TEXTE FOURNI
╭──

Comment fonctionne le droit à l’oubli ?

L’objectif pour l’emprunteur est d’avoir accès à des conditions d’emprunt similaires aux personnes qui ne souffrent pas de cancer ou d’hépatite C, autrement dit sans surprimes et sans exclusions de garanties (décès, nouveau cancer, …). C’est la grille de référence, incluse dans la convention Aeras, qui pose les modalités pratiques du droit à l‘oubli comme l’ont rappelé l’Association française de l’assurance (AFA) et la Mutualité Française lors de la publication de la grille : « Cette grille définit les conditions permettant d’assurer au tarif normal, et pour l’ensemble des garanties décès, invalidité et incapacité, les personnes ayant eu certaines affections en se fondant sur la connaissance des risques et sur les progrès de la science. »

Dans tous les cas, le droit à l’oubli bénéficie à l’ensemble des anciens malades :

• 10 ans après la fin du protocole de traitement et en l’absence de rechute pour les anciens malades diagnostiqués après leurs 18 ans. A noter que ce délai a été diminué dans le cadre de la loi santé de 15 à 10 ans face aux doléances des associations et professionnels de santé.
• 5 ans après la fin du protocole thérapeutique pour les patients ayant souffert du cancer avant 18 ans.

Pour les autres pathologies guéries moins de 10 ans auparavant, le gouvernement a préféré l’instauration d’une grille de référence plutôt qu’un délai fixe.

A compter de la fin du traitement et en l’absence de rechute, il sera désormais possible d’accéder à l’assurance emprunter sans surprime ni exclusion à partir :

• D’un an pour les cancers in situ du sein, du col de l’utérus et les mélanomes de la peau

• De 3 à 6 ans pour les cancers des testicules et de la thyroïde en fonction de leur stade, du type de traitements et des facteurs de risques.

• De 5 à 8 ans pour les cancers du rein en fonction de leur stade, du type de traitements et des facteurs de risques.

• De 1 à 8 ans pour les cancers du côlon et du rectum en fonction de leur stade, du type de traitements et des facteurs de risques

• De 6 à 8 ans pour les lymphomes hodgkiniens

• 3 ans pour la leucémie aiguë promyélocytaire

• 48 semaines après la fin du traitement pour l’hépatite C, à condition de ne pas être infecté simultanément par le virus du Sida ou de l’hépatite B.

╰──

ACTIVITÉS
[A] Dans le texte sur le droit à l'oubli, relevez toutes les garanties que la grille permet d'assurer au tarif normal.
[B] Recopiez le texte sur le droit à l'oubli, de « Dans tous les » jusqu'à « professionnels de santé. ».
[C] Répondez à ces questions d'après le texte sur le droit à l'oubli :
(i) Quel est le délai pour les patients ayant souffert du cancer avant 18 ans ?
(ii) À partir de quand le droit à l'oubli s'applique-t-il pour l'hépatite C ?
(iii) Quel délai est prévu pour les lymphomes hodgkiniens ?

Entrées du jeu de données
╭──

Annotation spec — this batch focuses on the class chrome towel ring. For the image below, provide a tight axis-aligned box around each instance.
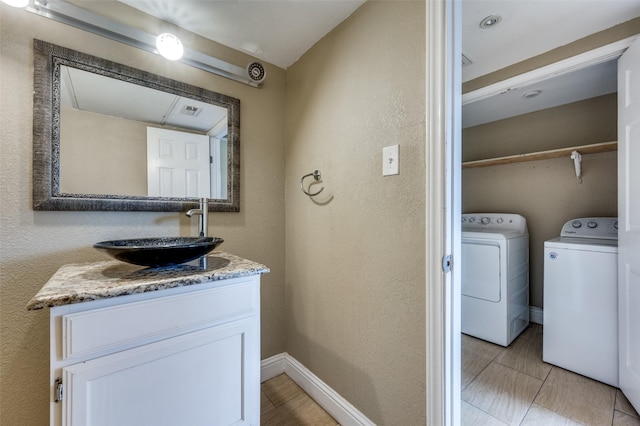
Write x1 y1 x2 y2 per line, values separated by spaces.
300 170 324 197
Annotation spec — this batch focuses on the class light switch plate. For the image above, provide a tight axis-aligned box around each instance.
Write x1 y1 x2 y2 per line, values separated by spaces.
382 145 400 176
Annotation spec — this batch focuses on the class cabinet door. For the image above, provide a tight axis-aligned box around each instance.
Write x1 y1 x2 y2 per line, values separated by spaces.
62 317 260 426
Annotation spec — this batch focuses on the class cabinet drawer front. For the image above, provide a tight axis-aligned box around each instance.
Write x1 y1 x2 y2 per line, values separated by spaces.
61 280 260 359
62 318 260 426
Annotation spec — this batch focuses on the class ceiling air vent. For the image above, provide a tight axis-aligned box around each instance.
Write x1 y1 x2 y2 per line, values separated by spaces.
180 105 202 117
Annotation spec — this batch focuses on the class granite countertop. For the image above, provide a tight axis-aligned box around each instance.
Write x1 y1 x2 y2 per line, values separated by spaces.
27 251 269 310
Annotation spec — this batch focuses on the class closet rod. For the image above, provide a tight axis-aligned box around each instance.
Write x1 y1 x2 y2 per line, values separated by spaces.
462 141 618 169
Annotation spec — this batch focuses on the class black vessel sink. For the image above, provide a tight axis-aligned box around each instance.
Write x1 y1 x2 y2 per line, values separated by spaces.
93 237 224 267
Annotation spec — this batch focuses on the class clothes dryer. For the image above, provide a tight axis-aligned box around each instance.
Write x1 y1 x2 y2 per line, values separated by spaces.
461 213 529 346
542 217 618 387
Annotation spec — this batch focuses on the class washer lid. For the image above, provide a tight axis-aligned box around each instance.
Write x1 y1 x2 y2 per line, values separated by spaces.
462 213 527 234
560 217 618 241
544 237 618 253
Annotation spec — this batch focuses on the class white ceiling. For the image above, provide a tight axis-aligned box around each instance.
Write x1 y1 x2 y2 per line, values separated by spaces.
60 66 227 134
119 0 365 68
462 0 640 128
119 0 640 127
462 0 640 81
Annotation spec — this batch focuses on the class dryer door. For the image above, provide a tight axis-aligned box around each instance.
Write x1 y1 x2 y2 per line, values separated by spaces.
462 240 501 302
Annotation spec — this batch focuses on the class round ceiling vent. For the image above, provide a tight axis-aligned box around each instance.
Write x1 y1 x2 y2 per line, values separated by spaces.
480 15 502 30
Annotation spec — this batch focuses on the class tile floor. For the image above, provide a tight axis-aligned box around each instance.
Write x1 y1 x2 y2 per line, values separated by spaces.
462 324 640 426
260 374 338 426
260 324 640 426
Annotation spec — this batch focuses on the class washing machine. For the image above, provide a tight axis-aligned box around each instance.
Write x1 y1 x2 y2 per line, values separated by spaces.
542 217 618 387
461 213 529 346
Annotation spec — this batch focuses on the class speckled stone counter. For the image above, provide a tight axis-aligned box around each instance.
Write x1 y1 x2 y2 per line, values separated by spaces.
27 252 269 310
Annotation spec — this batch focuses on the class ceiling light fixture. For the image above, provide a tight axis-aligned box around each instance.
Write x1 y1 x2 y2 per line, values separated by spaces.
2 0 29 7
480 15 502 30
156 33 184 61
522 90 542 99
18 0 262 87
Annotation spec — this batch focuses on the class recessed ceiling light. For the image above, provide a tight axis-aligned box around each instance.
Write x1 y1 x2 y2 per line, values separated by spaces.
2 0 29 7
156 33 184 61
522 90 542 99
480 15 502 30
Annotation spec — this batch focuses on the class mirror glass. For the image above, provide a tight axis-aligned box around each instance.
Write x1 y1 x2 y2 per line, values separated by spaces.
34 40 240 211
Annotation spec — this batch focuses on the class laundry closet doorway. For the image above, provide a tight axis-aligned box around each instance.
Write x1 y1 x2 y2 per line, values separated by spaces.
455 27 640 422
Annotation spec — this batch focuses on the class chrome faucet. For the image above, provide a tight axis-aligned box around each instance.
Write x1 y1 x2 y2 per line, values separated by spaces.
186 198 209 237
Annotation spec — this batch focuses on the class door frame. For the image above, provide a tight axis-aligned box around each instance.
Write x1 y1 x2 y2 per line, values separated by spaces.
425 0 462 425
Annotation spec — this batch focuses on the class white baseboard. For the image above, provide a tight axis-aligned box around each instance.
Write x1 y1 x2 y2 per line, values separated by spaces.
529 306 543 325
260 352 375 426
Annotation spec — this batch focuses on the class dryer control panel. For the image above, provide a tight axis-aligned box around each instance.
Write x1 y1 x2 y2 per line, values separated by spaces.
462 213 527 233
560 217 618 240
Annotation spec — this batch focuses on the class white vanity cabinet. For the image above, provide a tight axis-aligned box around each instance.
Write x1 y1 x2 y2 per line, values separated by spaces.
50 274 260 426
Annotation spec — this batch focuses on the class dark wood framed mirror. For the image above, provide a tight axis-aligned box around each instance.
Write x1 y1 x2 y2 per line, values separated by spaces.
33 40 240 212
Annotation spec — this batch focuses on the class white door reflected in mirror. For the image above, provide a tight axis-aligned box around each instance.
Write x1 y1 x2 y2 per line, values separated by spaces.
147 127 211 198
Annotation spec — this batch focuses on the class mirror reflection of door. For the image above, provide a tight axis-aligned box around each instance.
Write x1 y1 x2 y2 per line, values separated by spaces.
147 127 211 198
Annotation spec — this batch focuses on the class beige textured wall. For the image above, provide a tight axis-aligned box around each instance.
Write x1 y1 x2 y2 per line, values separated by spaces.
462 98 618 307
60 108 148 195
0 1 285 426
285 1 425 425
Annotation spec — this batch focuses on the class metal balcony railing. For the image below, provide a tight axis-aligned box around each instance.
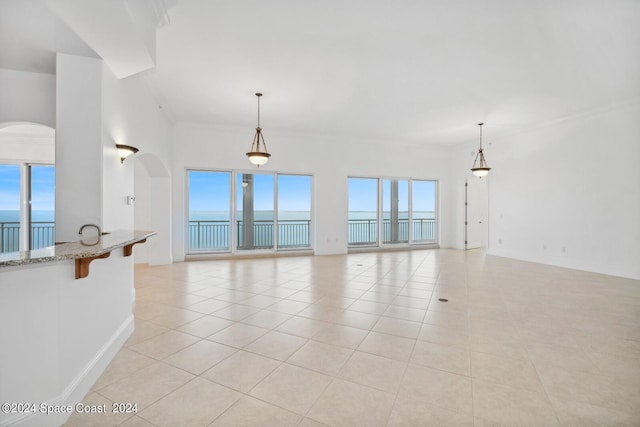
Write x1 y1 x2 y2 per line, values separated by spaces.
0 221 55 253
189 220 311 250
348 218 436 246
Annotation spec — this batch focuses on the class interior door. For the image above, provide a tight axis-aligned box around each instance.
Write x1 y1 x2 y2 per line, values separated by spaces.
465 178 489 249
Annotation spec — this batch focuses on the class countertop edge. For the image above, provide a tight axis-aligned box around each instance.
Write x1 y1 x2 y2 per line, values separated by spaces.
0 230 158 268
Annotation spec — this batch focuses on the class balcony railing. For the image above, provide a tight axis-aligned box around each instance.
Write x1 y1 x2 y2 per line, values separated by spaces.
349 218 436 246
189 220 311 250
0 221 55 253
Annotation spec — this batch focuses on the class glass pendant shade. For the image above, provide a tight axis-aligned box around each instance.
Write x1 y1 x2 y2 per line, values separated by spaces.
471 123 491 178
247 127 271 167
247 93 271 167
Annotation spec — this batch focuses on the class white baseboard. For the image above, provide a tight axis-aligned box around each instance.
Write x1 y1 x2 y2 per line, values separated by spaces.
0 315 135 427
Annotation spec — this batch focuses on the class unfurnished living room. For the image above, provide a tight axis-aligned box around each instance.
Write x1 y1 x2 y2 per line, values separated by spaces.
0 0 640 427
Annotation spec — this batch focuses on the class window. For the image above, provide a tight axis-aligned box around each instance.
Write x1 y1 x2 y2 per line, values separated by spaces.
347 178 437 247
236 173 275 250
278 175 311 249
0 165 20 253
411 181 436 243
382 179 409 243
347 178 378 246
187 171 231 251
187 170 312 253
29 165 56 249
0 164 55 253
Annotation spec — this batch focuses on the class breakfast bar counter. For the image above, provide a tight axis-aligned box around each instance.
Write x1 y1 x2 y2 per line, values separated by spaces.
0 230 156 426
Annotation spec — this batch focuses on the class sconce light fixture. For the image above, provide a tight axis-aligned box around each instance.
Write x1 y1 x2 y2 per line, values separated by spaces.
247 93 271 167
116 144 138 163
471 123 491 178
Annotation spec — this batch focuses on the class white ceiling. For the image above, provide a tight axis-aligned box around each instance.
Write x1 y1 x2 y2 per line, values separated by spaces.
0 0 640 144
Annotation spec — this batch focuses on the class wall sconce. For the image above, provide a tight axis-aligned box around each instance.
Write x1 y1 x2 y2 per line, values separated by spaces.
116 144 138 163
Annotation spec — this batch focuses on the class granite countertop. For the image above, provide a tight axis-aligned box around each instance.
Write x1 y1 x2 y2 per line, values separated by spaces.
0 230 157 267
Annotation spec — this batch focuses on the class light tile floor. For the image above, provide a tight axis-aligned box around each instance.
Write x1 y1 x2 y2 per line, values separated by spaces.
67 250 640 427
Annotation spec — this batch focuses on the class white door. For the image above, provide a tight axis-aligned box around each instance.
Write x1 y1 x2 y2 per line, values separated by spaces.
465 178 489 249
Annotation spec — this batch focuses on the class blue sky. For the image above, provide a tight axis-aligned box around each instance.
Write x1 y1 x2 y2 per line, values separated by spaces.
189 171 311 211
0 165 55 211
349 178 436 212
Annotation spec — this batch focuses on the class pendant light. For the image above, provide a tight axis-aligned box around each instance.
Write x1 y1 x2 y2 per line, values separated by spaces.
471 123 491 178
247 93 271 167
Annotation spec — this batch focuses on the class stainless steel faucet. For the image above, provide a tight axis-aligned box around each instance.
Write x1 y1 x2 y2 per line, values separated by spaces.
78 224 102 236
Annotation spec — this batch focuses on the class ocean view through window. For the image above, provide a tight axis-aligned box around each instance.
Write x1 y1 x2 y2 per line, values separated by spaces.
187 170 312 254
0 164 55 253
347 177 437 247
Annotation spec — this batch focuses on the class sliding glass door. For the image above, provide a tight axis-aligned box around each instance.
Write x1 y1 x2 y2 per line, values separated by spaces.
347 178 378 246
187 170 313 253
0 165 20 253
411 181 437 243
187 170 231 252
236 173 275 250
347 178 437 247
0 163 55 253
382 179 409 244
278 175 311 249
28 165 56 249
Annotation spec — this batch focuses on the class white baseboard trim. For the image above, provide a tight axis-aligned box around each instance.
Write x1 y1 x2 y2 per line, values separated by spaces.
0 315 135 427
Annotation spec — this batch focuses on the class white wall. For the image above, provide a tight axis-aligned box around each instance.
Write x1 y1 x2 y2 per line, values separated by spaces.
55 54 104 242
487 100 640 279
102 66 172 237
0 69 56 127
173 123 453 260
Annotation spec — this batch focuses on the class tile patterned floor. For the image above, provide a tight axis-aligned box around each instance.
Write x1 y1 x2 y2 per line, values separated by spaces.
66 250 640 427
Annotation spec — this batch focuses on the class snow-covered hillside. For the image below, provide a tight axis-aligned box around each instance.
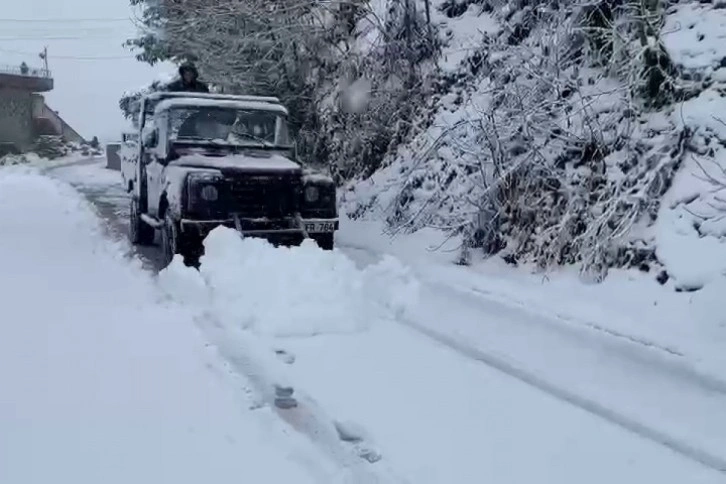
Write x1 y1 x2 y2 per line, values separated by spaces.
344 0 726 291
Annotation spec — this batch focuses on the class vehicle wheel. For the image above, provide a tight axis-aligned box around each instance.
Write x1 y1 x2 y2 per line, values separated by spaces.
129 198 156 245
161 213 202 267
312 233 335 250
161 214 179 267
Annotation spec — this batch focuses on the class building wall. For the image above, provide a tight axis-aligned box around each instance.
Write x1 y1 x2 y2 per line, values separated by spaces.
33 94 85 143
0 88 34 151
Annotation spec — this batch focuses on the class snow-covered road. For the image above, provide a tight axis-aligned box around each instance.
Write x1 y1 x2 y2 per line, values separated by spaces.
5 157 726 483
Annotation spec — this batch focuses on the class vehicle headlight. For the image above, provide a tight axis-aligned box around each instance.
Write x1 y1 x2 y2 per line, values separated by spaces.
305 186 320 203
200 185 219 202
186 170 224 211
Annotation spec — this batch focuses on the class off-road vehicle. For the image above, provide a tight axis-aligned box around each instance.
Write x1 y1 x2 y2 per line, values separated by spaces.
127 93 338 265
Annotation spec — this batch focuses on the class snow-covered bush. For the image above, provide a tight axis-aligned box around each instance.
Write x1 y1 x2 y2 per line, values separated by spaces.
351 0 690 278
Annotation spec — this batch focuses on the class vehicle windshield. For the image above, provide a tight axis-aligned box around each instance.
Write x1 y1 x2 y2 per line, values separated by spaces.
169 106 292 147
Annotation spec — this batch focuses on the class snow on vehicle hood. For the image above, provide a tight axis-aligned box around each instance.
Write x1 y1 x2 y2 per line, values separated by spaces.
169 151 302 173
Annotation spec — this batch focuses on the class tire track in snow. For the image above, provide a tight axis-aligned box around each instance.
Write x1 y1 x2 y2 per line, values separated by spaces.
51 162 726 472
196 313 408 484
397 312 726 474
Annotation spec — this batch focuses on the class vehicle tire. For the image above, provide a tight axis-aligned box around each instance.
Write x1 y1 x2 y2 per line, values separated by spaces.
161 213 202 267
161 213 179 267
312 233 335 250
129 197 156 245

╰──

RÉSULTATS
[A] décès, invalidité, incapacité

[B]
Dans tous les cas, le droit à l’oubli bénéficie à l’ensemble des anciens malades :

• 10 ans après la fin du protocole de traitement et en l’absence de rechute pour les anciens malades diagnostiqués après leurs 18 ans. A noter que ce délai a été diminué dans le cadre de la loi santé de 15 à 10 ans face aux doléances des associations et professionnels de santé.

[C]
(i) 5 ans après la fin du protocole thérapeutique.
(ii) 48 semaines après la fin du traitement, à condition de ne pas être infecté en même temps par le virus du Sida ou de l'hépatite B.
(iii) De 6 à 8 ans.